=== READING TEXT ===
______

Since the $e_n$ are orthonormal,

\[ \|p_N\|^2=\sum_{n=1}^{N}|\langle f,e_n\rangle|^2. \]

Letting $N\to\infty$ gives the result.

27.4 Definition: Hilbert basis

An orthonormal sequence $\{e_n\}$ is a Hilbert basis, or complete orthonormal basis, if every $f\in\mathcal{H}$ can be written as

\[ f=\sum_{n=1}^{\infty}\langle f,e_n\rangle e_n \]

with convergence in the Hilbert space norm.

27.5 Theorem: Parseval identity

If $\{e_n\}$ is a Hilbert basis for $\mathcal{H}$, then

\[ \|f\|^2=\sum_{n=1}^{\infty}|\langle f,e_n\rangle|^2. \]

27.6 Example: Fourier basis

In $L^2[-\pi,\pi]$, the functions

\[ e_k(x)=\frac{1}{\sqrt{2\pi}}e^{ikx}, \qquad k\in\mathbb{Z}, \]

form an orthonormal basis. The Fourier coefficient of $f$ is

\[ \widehat f(k)= \langle f,e_k\rangle = \frac{1}{\sqrt{2\pi}} \int_{-\pi}^{\pi}f(x)e^{-ikx}\,dx. \]

Thus Fourier series are coordinate expansions in a Hilbert space.

28 Riesz representation theorem

The dual space of a finite-dimensional inner product space is naturally identified with the original space. The same remains true in Hilbert spaces if we restrict to continuous linear functionals.

28.1 Definition: bounded linear functional

Let $\mathcal{H}$ be a Hilbert space. A linear functional

\[ L:\mathcal{H}\to \mathbb{R} \quad\text{or}\quad L:\mathcal{H}\to \mathbb{C} \]

is bounded if there exists $C>0$ such that

\[ |L(f)|\le C\|f\| \]

for all $f\in\mathcal{H}$.

28.2 Theorem: Riesz representation theorem

Let $\mathcal{H}$ be a Hilbert space. For every bounded linear functional $L$ on $\mathcal{H}$, there exists a unique vector $g\in\mathcal{H}$ such that

\[ L(f)=\langle f,g\rangle \]

for all $f\in\mathcal{H}$.

Proof idea

If $L=0$, take $g=0$. Otherwise, $\ker L$ is a closed subspace of $\mathcal{H}$. Choose a unit vector

\[ u\in(\ker L)^\perp. \]

Every $f\in\mathcal{H}$ decomposes as

\[ f=w+\alpha u, \qquad w\in\ker L. \]

Then $L(f)=\alpha L(u)$, and $\alpha=\langle f,u\rangle$. Therefore

\[ L(f)=\langle f,\overline{L(u)}u\rangle \]

under the convention that the inner product is linear in the first variable. Uniqueness follows by testing the difference of two representing vectors against itself.

______

=== DATA EXCERPT ===
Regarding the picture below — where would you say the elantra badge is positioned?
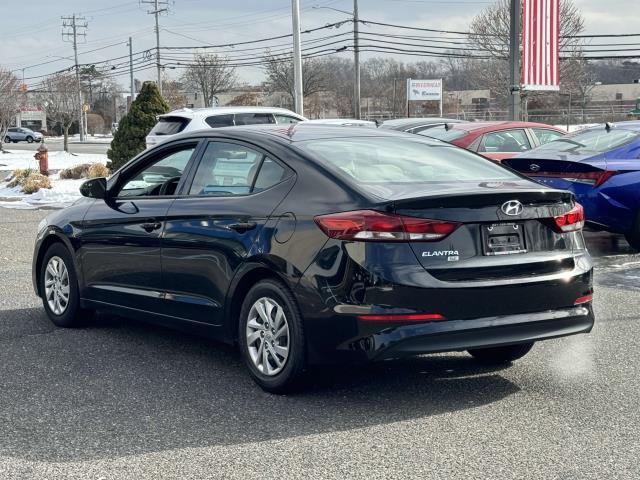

______

=== SET EXERCISE 1 ===
Answer these from the Hilbert space text, one line each:
(a) In the Fourier basis example, in which space do the functions $e_k$ form an orthonormal basis?
(b) What inequality must a bounded linear functional $L$ satisfy for all $f\in\mathcal{H}$?
(c) In the proof idea for the Riesz representation theorem, which vector $g$ is taken when $L=0$?
=== SET EXERCISE 2 ===
Pick up the Hilbert space text after its last sentence and keep going.

=== EXERCISE RESULT 1 ===
(a) $L^2[-\pi,\pi]$
(b) $|L(f)|\le C\|f\|$ for some $C>0$
(c) $g=0$

=== EXERCISE RESULT 2 ===
28.3 Example: integral functionals

Let $\mathcal{H}=L^2[0,1]$ and fix $g\in L^2[0,1]$. Then

\[ L(f)=\int_0^1 f(x)g(x)\,dx \]

is a bounded linear functional. Riesz says that every bounded linear functional on $L^2[0,1]$ has this form for a unique $g\in L^2[0,1]$.

29 Why $L^2$ uses equivalence classes

The natural function Hilbert spaces are built using the Lebesgue integral. The reason is that Cauchy sequences of nice functions often converge to less nice functions.

29.1 Definition: positive and negative parts

For a real-valued function $f$, define

\[ f_+(x)=\max\{f(x),0\}, \qquad f_-(x)=\max\{-f(x),0\}. \]

Then

\[ f=f_+-f_-, \qquad |f|=f_++f_-. \]

29.2 Definition: $L^2$ equivalence

Two measurable functions $f,g$ are identified in $L^2$ if

\[ \int |f-g|^2=0. \]

Equivalently, they are equal except on a set of measure zero.

29.3 Example: changing one value

Let $f(x)=0$ on $[0,1]$. Define $g$ by

\[ g(1/2)=100, \qquad g(x)=0 \text{ otherwise}. \]

Then

\[ \int_0^1 |f(x)-g(x)|^2\,dx=0. \]

Thus $f$ and $g$ represent the same vector in $L^2[0,1]$.

30 Kernel viewpoint and RKHS

A kernel is a function that behaves like an inner product after mapping data into a Hilbert space. This idea connects Hilbert spaces with modern machine learning.

30.1 Definition: positive semidefinite kernel

Let $X$ be a set. A function

\[ K:X\times X\to\mathbb{R} \]

is a positive semidefinite kernel if for any $x_1,\ldots,x_m\in X$, the Gram matrix

\[ G=[K(x_i,x_j)]_{i,j=1}^{m} \]

is positive semidefinite.

30.2 Example: polynomial kernel

For $x,y\in\mathbb{R}^d$, the function

\[ K(x,y)=(1+x^Ty)^r \]

is a positive semidefinite kernel. It corresponds to taking inner products after mapping $x$ into a larger feature space of monomials up to degree $r$.

30.3 Definition: reproducing kernel Hilbert space

A Hilbert space $\mathcal{H}$ of functions on a set $X$ is called a reproducing kernel Hilbert space if for every $x\in X$, evaluation at $x$ is a bounded linear functional. By the Riesz theorem, there exists $K_x\in\mathcal{H}$ such that

\[ f(x)=\langle f,K_x\rangle \qquad \text{for all }f\in\mathcal{H}. \]

The function

\[ K(x,y)=K_y(x) \]

is called the reproducing kernel.

Linear algebra interpretation

The equation

\[ f(x)=\langle f,K_x\rangle \]

says that evaluating a function is the same as taking an inner product with a special vector $K_x$.

31 Applications

31.1 Fourier analysis

In $L^2[-\pi,\pi]$, the Fourier basis decomposes a signal into orthogonal frequency directions. Projection onto a finite-dimensional subspace

\[ \operatorname{span}\{e^{-iNx},\ldots,e^{iNx}\} \]

gives a low-frequency approximation of the signal.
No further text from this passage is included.